Set down exactly the rows from the one containing "Target: window with white frame" through the end of the rows below, with both ends included.

++++ DATA IN THIS EXERCISE

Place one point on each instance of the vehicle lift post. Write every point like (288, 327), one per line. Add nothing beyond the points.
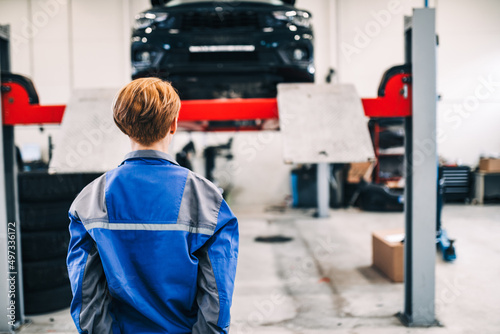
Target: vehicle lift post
(413, 96)
(421, 172)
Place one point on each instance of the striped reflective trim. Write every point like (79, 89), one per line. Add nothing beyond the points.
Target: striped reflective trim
(148, 227)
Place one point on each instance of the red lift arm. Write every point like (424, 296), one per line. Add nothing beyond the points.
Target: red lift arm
(20, 106)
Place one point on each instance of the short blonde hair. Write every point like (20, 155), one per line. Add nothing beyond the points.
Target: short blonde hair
(145, 109)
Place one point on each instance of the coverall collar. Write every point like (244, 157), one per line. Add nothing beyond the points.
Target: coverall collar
(150, 154)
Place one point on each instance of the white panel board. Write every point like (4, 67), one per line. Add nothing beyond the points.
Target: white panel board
(323, 123)
(89, 140)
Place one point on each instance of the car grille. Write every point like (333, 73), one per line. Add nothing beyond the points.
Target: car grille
(223, 57)
(219, 20)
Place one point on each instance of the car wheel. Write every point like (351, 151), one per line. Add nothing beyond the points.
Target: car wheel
(44, 216)
(44, 187)
(39, 246)
(45, 275)
(45, 301)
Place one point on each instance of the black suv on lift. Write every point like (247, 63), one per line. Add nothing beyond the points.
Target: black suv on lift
(224, 49)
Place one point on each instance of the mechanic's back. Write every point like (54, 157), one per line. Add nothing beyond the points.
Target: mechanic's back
(153, 245)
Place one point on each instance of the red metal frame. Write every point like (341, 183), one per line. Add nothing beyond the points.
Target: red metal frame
(394, 103)
(17, 110)
(198, 115)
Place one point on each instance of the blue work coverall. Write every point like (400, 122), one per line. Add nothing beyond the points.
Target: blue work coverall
(153, 249)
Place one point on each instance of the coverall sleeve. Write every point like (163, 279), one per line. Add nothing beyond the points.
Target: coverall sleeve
(216, 273)
(91, 300)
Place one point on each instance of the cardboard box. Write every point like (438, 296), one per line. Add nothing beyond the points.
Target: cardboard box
(489, 165)
(388, 253)
(360, 170)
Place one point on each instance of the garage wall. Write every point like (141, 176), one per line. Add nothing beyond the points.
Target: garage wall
(68, 44)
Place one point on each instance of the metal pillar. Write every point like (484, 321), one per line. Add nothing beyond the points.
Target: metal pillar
(421, 173)
(11, 283)
(5, 327)
(323, 186)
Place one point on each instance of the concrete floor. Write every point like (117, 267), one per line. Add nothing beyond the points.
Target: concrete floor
(322, 281)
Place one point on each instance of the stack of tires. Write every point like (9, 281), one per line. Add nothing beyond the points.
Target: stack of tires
(44, 201)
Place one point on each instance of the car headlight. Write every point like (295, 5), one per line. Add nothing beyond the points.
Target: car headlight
(295, 17)
(144, 20)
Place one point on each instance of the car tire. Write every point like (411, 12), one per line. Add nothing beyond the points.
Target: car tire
(44, 216)
(45, 275)
(42, 246)
(40, 302)
(44, 187)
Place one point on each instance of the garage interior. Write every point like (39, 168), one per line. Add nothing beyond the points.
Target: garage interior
(328, 241)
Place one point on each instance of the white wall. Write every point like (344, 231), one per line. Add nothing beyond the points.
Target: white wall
(68, 44)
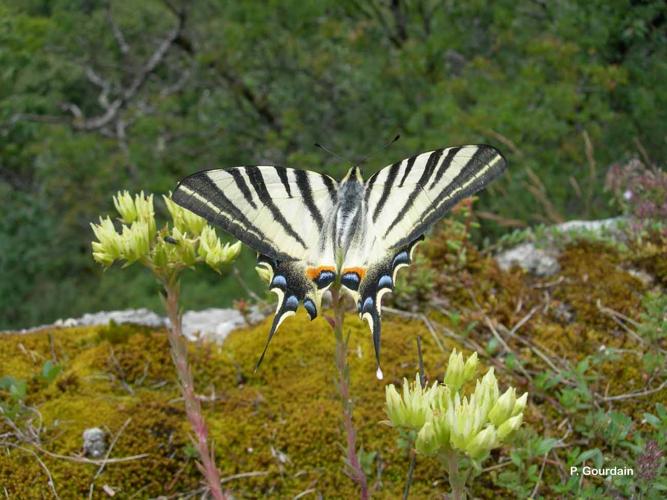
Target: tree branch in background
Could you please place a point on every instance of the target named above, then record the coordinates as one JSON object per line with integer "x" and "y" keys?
{"x": 127, "y": 94}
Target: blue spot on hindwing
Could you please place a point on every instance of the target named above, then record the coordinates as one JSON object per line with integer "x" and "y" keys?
{"x": 310, "y": 307}
{"x": 278, "y": 281}
{"x": 325, "y": 279}
{"x": 368, "y": 305}
{"x": 291, "y": 303}
{"x": 401, "y": 258}
{"x": 351, "y": 281}
{"x": 385, "y": 282}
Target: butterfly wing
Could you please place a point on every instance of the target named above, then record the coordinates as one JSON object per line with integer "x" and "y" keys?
{"x": 284, "y": 214}
{"x": 401, "y": 202}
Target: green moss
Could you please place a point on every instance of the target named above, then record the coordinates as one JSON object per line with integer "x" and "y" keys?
{"x": 284, "y": 419}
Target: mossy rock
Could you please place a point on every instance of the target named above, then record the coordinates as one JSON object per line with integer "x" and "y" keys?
{"x": 283, "y": 422}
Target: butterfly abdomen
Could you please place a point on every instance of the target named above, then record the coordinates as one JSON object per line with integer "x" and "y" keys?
{"x": 349, "y": 214}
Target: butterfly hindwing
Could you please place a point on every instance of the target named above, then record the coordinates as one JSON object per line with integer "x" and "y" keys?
{"x": 401, "y": 202}
{"x": 369, "y": 287}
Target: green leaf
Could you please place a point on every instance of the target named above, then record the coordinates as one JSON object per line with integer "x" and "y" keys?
{"x": 545, "y": 445}
{"x": 595, "y": 454}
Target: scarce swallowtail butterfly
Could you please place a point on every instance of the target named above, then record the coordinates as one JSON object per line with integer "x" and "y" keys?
{"x": 311, "y": 230}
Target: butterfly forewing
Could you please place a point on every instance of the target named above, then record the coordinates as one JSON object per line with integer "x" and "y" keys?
{"x": 280, "y": 212}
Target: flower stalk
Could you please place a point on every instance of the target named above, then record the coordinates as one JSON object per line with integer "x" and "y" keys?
{"x": 354, "y": 468}
{"x": 461, "y": 427}
{"x": 166, "y": 252}
{"x": 179, "y": 354}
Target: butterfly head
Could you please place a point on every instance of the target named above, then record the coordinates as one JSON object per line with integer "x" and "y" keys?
{"x": 353, "y": 175}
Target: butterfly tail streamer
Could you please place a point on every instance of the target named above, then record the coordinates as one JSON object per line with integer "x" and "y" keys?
{"x": 290, "y": 283}
{"x": 378, "y": 280}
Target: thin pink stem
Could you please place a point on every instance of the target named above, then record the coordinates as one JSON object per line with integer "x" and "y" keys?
{"x": 179, "y": 354}
{"x": 355, "y": 471}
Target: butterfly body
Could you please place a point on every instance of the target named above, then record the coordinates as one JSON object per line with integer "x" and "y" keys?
{"x": 311, "y": 231}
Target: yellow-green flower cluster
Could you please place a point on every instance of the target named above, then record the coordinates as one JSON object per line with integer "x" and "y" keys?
{"x": 186, "y": 242}
{"x": 447, "y": 420}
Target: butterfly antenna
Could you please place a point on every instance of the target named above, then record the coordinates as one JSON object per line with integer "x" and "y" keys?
{"x": 385, "y": 146}
{"x": 335, "y": 155}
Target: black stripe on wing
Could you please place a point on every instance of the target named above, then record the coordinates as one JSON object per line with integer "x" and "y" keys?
{"x": 485, "y": 165}
{"x": 257, "y": 181}
{"x": 421, "y": 183}
{"x": 391, "y": 177}
{"x": 201, "y": 195}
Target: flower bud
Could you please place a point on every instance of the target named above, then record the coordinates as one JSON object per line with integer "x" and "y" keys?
{"x": 135, "y": 241}
{"x": 427, "y": 442}
{"x": 413, "y": 409}
{"x": 455, "y": 368}
{"x": 145, "y": 212}
{"x": 125, "y": 207}
{"x": 185, "y": 220}
{"x": 109, "y": 244}
{"x": 502, "y": 409}
{"x": 509, "y": 426}
{"x": 470, "y": 368}
{"x": 520, "y": 405}
{"x": 482, "y": 443}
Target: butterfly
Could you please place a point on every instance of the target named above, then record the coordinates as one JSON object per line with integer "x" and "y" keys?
{"x": 311, "y": 230}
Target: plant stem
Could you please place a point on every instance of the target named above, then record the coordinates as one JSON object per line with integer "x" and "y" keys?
{"x": 456, "y": 479}
{"x": 411, "y": 469}
{"x": 355, "y": 470}
{"x": 179, "y": 354}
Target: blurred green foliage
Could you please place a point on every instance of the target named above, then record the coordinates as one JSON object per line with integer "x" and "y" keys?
{"x": 89, "y": 104}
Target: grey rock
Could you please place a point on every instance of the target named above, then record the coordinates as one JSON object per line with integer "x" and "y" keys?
{"x": 210, "y": 324}
{"x": 138, "y": 316}
{"x": 94, "y": 442}
{"x": 544, "y": 261}
{"x": 530, "y": 258}
{"x": 215, "y": 324}
{"x": 611, "y": 226}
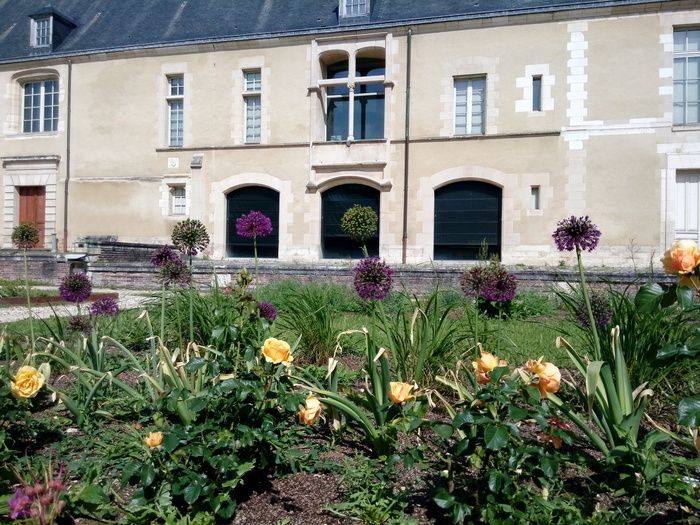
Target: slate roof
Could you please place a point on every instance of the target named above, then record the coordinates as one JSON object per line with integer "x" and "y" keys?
{"x": 112, "y": 25}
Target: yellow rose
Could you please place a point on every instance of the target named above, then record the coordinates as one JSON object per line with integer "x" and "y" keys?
{"x": 28, "y": 381}
{"x": 154, "y": 439}
{"x": 277, "y": 351}
{"x": 485, "y": 364}
{"x": 310, "y": 412}
{"x": 549, "y": 376}
{"x": 400, "y": 392}
{"x": 681, "y": 258}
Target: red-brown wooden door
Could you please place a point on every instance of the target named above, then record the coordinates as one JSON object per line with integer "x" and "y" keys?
{"x": 32, "y": 206}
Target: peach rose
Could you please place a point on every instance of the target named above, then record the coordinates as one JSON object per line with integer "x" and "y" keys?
{"x": 27, "y": 382}
{"x": 549, "y": 376}
{"x": 485, "y": 364}
{"x": 310, "y": 412}
{"x": 276, "y": 351}
{"x": 154, "y": 439}
{"x": 400, "y": 392}
{"x": 681, "y": 258}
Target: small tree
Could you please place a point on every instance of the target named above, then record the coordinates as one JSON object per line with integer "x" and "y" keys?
{"x": 25, "y": 236}
{"x": 360, "y": 223}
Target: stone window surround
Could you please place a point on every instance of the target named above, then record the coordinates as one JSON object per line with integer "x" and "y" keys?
{"x": 29, "y": 171}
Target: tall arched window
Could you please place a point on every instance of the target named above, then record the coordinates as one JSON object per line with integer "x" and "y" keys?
{"x": 355, "y": 99}
{"x": 334, "y": 203}
{"x": 467, "y": 216}
{"x": 242, "y": 201}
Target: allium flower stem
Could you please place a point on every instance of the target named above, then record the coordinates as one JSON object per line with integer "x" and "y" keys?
{"x": 589, "y": 310}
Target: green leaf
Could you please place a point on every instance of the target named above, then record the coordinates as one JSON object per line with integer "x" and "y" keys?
{"x": 496, "y": 437}
{"x": 192, "y": 492}
{"x": 443, "y": 430}
{"x": 648, "y": 297}
{"x": 689, "y": 412}
{"x": 148, "y": 474}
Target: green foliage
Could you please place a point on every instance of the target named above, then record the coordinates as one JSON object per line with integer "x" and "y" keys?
{"x": 25, "y": 236}
{"x": 360, "y": 223}
{"x": 370, "y": 494}
{"x": 423, "y": 340}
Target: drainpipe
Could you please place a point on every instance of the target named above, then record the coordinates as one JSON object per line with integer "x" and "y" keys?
{"x": 407, "y": 134}
{"x": 65, "y": 185}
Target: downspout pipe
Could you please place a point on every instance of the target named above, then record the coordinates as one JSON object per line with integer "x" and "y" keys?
{"x": 407, "y": 137}
{"x": 64, "y": 244}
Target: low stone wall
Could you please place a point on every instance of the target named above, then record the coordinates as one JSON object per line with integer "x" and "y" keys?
{"x": 135, "y": 271}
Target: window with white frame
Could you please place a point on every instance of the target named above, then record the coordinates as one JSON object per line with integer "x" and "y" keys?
{"x": 470, "y": 105}
{"x": 41, "y": 33}
{"x": 253, "y": 106}
{"x": 40, "y": 106}
{"x": 176, "y": 110}
{"x": 354, "y": 7}
{"x": 355, "y": 99}
{"x": 686, "y": 76}
{"x": 178, "y": 200}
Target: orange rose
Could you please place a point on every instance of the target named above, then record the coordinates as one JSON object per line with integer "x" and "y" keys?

++++++++

**THE SOLUTION:**
Target: window with white frame
Could you please place a point on every instance of the target named above, then record the coordinates as one JSON object per line with integer "x" and "y" keys?
{"x": 470, "y": 105}
{"x": 41, "y": 33}
{"x": 253, "y": 106}
{"x": 40, "y": 106}
{"x": 176, "y": 110}
{"x": 354, "y": 7}
{"x": 355, "y": 99}
{"x": 686, "y": 76}
{"x": 178, "y": 200}
Target: orange rose
Could you please place a point on every instance of the target named above, then record the coordinates as one JSON object per line with integer "x" and "y" keys?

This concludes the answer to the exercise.